**Source passage**
--------------------------------

# Oct 2018 Post Exam Wait - Welcome to the Suck



## RBHeadge PE (Oct 27, 2018)

Welcome to the post October 2018 PE post-exam wait period. A.K.A “Welcome to the Suck”. If you thought studying for the exam and taking the exam was the hard part, well you were wrong. Waiting for the exam results is the worst part of this whole process.

A few years ago @Dexman PE PMP  wrote a famous post ( http://engineerboards.com/topic/21356-feel-good-about-how-you-did-on-the-exam/ ) outlining the stages of the post-exam emotional roller-coaster. I’ve reproduced his immortal words (italics) and added a few new insights and advice below.

*Phase 0 (Emotional Hangover) *This happens immediately after the conclusion of the exam. You spend the next few days bouncing between phases 1-5, either individually or at the same time. You are Heisenberg's test result, simultaneously convinced that you passed and failed at the same time. You'll find yourself suddenly with a lot of free time and no idea what to spend it on (hint: spam thread here or burn off the stress at the gym). You'll be looking at which PE stamps to order, and which PE study classes to take for the next exam. After a few days your brain will slow down and you settle into...

*Phase 1 (CALM)* This stage will last a few days. You are mostly recovered from the mental marathon of the exam and post-exam emotional roller coaster. The full weight of what has just happened hasn’t really set in and you are probably a bit relaxed thinking that the worst is over.

--------------------------------

**Stored data**
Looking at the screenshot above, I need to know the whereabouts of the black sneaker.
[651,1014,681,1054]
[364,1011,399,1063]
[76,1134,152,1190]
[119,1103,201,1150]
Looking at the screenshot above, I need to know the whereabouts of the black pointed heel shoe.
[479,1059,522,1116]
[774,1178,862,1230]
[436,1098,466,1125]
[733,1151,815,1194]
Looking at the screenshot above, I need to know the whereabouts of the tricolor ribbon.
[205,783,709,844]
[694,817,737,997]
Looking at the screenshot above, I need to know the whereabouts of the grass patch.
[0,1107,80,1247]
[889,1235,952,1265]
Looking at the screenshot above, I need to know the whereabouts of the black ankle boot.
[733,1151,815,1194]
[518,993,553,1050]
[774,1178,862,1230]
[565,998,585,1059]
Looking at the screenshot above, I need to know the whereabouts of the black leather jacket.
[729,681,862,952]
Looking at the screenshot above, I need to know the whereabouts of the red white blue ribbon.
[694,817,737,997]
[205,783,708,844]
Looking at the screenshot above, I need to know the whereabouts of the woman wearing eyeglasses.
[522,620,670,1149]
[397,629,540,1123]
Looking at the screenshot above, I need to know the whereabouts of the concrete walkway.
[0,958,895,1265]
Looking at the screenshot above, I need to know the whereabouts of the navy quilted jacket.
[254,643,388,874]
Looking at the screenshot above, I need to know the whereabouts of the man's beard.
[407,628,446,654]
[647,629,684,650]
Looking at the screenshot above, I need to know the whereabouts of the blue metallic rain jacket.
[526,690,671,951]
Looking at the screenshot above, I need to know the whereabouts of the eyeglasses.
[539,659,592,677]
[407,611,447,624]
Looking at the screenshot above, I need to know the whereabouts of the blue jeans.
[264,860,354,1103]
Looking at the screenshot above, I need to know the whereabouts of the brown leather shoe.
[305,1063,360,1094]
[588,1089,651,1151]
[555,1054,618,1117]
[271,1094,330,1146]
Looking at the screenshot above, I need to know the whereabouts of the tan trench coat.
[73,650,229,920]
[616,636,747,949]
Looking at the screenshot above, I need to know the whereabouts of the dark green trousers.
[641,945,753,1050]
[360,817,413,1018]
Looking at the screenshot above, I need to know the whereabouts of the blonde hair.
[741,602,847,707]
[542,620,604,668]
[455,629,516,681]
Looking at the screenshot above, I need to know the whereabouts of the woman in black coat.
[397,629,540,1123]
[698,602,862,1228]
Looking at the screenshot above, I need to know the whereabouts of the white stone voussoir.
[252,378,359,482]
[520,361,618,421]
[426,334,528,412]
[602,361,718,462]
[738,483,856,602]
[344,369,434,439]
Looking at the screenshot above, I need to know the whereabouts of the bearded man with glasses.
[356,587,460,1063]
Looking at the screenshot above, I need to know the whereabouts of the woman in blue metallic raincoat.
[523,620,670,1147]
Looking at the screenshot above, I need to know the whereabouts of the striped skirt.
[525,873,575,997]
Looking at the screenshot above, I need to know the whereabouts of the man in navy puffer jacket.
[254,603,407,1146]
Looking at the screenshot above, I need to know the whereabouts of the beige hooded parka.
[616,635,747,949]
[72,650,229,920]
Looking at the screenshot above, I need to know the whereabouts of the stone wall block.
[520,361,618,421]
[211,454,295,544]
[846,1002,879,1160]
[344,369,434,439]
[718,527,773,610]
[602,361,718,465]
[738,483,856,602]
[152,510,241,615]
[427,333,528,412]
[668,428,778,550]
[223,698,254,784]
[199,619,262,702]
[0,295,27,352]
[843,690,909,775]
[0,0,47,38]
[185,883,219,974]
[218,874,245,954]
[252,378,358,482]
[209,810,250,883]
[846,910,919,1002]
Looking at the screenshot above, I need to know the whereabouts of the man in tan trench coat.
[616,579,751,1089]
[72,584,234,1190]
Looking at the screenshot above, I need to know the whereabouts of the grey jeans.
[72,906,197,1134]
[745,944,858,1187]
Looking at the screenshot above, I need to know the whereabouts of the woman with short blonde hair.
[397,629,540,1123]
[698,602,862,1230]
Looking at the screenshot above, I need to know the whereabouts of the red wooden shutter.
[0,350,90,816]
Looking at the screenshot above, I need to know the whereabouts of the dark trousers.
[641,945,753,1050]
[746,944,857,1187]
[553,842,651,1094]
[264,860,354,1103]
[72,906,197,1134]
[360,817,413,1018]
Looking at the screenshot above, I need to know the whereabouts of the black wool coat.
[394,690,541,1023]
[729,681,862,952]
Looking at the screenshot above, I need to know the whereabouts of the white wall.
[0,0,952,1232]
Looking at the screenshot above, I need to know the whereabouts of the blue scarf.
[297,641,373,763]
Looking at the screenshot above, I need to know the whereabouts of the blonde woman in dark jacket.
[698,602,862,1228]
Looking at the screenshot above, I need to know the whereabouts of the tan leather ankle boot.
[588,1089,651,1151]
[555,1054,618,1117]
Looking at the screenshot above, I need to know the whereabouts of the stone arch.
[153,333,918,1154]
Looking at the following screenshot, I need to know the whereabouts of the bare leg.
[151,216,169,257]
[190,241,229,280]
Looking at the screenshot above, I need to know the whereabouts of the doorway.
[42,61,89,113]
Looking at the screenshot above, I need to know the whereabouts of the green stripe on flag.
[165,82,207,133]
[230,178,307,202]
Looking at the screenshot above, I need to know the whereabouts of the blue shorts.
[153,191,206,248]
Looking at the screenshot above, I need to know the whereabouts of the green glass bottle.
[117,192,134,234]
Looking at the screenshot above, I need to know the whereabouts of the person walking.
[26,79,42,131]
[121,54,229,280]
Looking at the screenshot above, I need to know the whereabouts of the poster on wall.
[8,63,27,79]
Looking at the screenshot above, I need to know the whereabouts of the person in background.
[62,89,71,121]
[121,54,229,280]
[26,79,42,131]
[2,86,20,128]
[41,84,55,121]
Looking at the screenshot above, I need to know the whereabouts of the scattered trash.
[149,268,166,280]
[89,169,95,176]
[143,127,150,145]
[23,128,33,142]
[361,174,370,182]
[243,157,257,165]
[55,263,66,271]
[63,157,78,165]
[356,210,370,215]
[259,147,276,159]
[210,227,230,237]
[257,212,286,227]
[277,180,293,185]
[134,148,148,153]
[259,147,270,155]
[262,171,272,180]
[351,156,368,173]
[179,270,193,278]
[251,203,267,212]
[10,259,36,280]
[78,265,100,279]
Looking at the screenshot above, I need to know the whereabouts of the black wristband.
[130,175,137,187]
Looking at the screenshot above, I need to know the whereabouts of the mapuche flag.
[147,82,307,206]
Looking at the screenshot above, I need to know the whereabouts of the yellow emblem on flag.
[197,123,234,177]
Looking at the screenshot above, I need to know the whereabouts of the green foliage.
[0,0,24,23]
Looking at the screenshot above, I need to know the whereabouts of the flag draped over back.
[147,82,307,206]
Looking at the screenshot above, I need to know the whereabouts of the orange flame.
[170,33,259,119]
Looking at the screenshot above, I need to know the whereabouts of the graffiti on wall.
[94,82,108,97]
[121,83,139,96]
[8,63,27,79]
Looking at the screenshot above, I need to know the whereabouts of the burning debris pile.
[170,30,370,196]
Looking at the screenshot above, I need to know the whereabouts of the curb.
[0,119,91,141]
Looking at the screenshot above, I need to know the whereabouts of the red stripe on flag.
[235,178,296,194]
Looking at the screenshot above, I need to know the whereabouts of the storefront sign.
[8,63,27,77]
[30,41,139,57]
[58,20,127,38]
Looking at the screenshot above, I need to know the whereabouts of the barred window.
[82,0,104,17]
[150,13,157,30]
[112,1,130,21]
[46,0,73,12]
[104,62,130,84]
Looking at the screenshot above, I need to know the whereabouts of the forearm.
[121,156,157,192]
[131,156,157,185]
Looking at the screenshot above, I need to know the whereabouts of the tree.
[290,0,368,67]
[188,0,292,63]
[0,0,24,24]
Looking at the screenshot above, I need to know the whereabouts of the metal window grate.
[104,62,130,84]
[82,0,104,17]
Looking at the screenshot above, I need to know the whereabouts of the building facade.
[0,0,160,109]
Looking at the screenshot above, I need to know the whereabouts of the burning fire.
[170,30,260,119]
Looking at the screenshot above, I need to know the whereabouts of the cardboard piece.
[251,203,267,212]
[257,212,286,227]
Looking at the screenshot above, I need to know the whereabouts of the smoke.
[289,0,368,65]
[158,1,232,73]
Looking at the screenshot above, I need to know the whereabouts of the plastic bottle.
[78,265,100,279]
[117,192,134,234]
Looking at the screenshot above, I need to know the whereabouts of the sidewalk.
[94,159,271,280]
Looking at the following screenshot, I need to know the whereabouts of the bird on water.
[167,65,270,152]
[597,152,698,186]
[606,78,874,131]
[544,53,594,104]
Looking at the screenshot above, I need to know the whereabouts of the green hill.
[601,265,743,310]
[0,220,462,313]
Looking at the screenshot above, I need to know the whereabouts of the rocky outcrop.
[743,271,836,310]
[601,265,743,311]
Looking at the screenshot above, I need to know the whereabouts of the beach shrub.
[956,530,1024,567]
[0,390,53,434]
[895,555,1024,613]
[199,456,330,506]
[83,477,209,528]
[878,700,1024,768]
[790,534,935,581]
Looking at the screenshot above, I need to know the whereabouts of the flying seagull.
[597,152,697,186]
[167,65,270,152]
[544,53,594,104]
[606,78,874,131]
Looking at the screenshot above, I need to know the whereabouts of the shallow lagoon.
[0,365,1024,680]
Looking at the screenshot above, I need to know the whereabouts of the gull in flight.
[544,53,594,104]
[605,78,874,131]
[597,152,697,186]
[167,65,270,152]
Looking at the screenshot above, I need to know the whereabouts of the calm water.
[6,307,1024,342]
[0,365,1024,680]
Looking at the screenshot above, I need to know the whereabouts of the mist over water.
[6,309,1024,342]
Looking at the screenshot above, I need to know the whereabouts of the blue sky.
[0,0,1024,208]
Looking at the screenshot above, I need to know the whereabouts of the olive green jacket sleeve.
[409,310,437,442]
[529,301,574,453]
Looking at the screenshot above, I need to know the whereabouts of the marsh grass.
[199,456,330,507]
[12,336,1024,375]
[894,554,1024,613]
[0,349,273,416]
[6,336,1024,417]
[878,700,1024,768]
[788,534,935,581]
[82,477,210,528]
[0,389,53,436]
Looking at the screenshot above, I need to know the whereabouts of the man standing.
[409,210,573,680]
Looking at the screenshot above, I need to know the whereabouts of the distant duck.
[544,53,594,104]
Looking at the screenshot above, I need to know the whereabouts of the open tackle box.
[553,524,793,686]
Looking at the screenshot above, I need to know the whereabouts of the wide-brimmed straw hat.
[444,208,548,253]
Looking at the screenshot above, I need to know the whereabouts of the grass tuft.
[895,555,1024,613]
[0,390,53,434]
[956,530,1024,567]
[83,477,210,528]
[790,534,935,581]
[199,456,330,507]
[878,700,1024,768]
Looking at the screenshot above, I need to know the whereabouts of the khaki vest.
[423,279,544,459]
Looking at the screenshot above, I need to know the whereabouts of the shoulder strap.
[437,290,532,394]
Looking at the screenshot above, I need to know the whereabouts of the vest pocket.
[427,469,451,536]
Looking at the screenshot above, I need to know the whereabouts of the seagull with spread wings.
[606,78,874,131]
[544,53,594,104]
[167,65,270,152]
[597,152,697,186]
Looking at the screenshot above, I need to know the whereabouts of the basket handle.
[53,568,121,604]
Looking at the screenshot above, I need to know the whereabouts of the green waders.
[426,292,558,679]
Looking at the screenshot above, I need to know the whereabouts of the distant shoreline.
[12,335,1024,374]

--------------------------------

**Job 1**
Answer these from the forum post:
(a) Who wrote the famous post that outlines the stages of the post-exam emotional roller-coaster?
(b) According to the author, what is the worst part of the whole process?
(c) How long does Phase 1 last?
**Job 2**
Copy the forum post from "Welcome to the post" to "and advice below.", and switch "famous post" to "widely read post".
The lines aren't needed for this.

**Reply 1**
(a) @Dexman PE PMP
(b) Waiting for the exam results
(c) A few days

**Reply 2**
Welcome to the post October 2018 PE post-exam wait period. A.K.A “Welcome to the Suck”. If you thought studying for the exam and taking the exam was the hard part, well you were wrong. Waiting for the exam results is the worst part of this whole process.

A few years ago @Dexman PE PMP  wrote a widely read post ( http://engineerboards.com/topic/21356-feel-good-about-how-you-did-on-the-exam/ ) outlining the stages of the post-exam emotional roller-coaster. I’ve reproduced his immortal words (italics) and added a few new insights and advice below.